Try it -> For the data that follows, print the line with "Target: dark wooden table", the line with "Target: pine tree", and all lines between them, exactly as they stand. Omit pictures and add nothing.

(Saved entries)
^^^^^^^^^^^^^^^^

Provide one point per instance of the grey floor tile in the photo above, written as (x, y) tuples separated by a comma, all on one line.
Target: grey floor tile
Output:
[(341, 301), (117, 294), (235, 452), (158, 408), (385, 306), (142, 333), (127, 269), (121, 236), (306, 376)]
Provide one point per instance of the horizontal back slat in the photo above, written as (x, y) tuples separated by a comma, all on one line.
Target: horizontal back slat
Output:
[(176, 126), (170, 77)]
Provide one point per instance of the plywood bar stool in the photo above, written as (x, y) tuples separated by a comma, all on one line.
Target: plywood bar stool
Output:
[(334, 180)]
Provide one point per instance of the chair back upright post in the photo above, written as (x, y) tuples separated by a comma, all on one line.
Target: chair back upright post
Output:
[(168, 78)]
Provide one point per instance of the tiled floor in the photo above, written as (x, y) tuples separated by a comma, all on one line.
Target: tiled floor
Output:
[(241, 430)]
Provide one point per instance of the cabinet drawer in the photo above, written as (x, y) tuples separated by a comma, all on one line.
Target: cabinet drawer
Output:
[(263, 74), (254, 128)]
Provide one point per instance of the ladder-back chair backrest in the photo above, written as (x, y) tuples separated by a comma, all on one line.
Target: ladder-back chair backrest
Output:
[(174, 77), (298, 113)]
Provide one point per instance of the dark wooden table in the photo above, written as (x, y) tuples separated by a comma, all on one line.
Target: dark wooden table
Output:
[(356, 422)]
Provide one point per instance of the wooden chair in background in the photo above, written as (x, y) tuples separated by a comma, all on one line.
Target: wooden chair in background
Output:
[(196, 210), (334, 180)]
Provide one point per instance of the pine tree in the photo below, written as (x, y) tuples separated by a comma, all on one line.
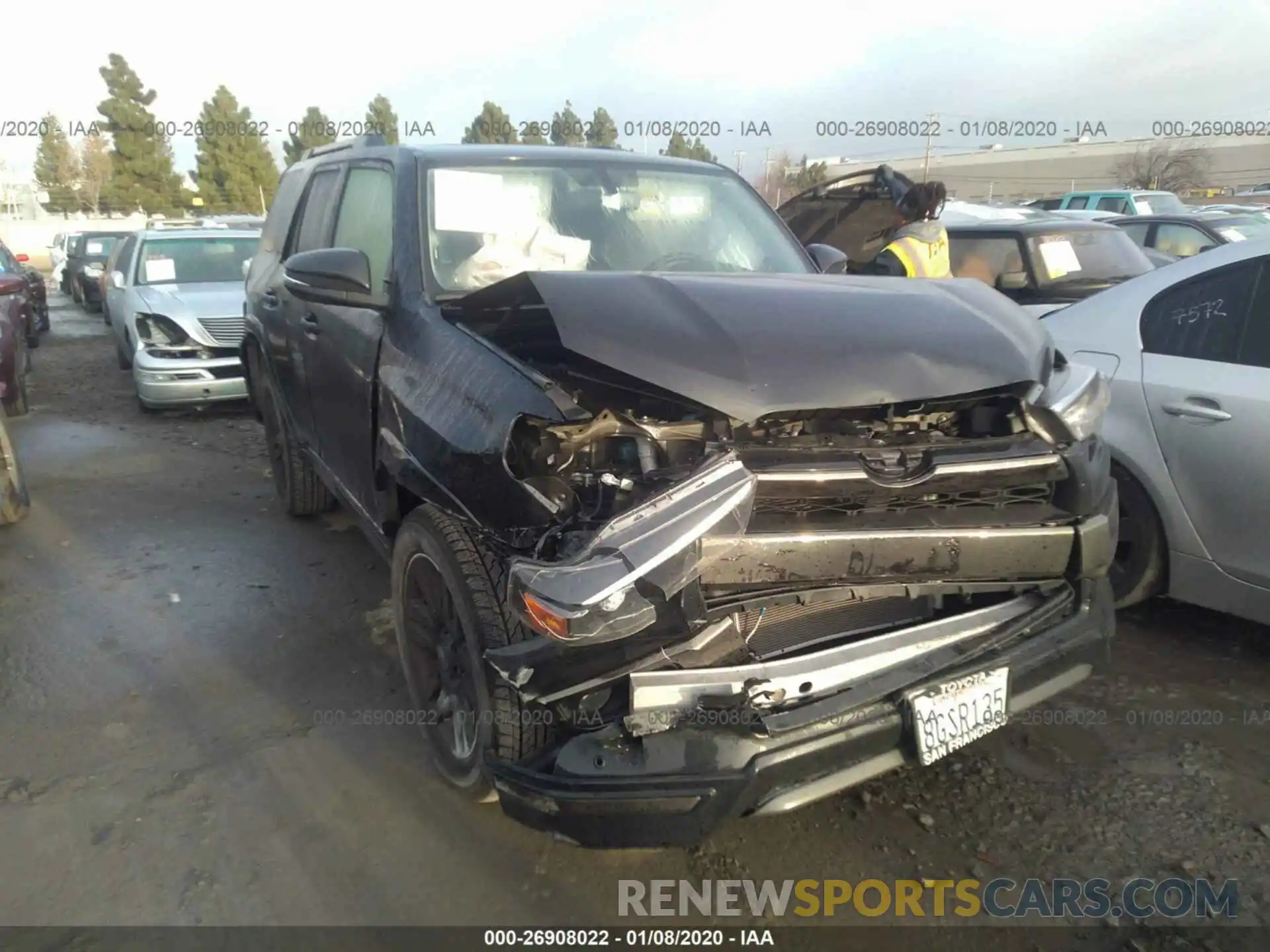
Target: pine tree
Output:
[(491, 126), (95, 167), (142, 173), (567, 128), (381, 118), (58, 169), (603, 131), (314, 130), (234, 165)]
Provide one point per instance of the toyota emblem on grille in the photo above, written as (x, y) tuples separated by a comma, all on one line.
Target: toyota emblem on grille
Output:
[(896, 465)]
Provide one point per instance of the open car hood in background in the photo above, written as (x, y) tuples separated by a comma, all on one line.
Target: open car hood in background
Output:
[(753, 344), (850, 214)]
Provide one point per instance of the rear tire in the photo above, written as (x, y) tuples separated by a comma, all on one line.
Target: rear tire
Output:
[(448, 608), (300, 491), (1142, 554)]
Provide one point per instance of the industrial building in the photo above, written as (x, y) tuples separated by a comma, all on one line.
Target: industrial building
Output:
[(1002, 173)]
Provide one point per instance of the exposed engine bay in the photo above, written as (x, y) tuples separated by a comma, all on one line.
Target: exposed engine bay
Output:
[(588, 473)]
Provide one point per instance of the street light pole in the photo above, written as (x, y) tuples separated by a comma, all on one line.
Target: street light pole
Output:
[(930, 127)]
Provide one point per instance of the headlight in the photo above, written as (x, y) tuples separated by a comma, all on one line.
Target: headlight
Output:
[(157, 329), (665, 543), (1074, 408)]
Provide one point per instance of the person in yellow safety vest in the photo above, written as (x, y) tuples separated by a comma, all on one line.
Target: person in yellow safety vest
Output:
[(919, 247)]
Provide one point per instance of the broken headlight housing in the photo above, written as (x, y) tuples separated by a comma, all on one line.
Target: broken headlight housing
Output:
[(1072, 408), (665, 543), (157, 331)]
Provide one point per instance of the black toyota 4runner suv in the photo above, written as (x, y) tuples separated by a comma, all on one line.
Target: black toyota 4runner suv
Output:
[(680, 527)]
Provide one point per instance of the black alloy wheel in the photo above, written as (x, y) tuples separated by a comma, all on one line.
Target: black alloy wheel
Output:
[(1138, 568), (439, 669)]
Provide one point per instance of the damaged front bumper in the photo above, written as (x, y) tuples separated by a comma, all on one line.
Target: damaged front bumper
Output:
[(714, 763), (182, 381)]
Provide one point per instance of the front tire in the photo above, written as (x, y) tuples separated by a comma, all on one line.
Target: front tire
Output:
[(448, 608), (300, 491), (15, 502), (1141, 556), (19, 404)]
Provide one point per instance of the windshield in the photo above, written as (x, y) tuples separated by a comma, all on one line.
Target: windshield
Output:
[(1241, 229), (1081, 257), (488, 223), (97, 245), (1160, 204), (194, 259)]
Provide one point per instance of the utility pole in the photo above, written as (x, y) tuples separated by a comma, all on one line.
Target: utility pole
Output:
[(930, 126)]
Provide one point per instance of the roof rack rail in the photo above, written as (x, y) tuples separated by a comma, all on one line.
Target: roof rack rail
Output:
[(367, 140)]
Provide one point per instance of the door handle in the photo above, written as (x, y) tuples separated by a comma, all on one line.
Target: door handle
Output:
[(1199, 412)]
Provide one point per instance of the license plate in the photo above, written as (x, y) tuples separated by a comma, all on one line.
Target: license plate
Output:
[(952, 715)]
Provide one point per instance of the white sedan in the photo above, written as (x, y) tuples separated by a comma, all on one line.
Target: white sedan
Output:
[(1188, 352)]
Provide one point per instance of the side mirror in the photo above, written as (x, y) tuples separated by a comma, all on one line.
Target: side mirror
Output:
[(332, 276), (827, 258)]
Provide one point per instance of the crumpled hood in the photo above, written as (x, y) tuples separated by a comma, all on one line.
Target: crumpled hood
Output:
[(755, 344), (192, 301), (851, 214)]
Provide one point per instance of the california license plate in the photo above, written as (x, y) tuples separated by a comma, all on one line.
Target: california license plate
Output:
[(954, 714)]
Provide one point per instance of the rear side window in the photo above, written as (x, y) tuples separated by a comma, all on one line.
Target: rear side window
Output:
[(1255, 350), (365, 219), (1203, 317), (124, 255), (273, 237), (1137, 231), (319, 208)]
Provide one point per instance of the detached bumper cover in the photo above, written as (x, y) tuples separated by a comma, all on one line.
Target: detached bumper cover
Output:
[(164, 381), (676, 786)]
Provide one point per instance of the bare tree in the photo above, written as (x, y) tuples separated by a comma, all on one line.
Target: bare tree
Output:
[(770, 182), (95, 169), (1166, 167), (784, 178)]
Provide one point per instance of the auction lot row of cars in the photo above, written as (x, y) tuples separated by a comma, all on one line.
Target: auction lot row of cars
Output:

^^^^^^^^^^^^^^^^

Written response ->
Target: dark wooden table
Output:
[(356, 422)]
Provide one point per instance of the wooden chair in background in the photo above, written as (x, y) tuples separated by a comma, all on one line.
Target: wooden chair in background
Output:
[(196, 210), (334, 180)]
Provide one point per instance of the pine tree in the photo below, written as (x, y) tuples separated by a comma, all on one line.
Target: pine tree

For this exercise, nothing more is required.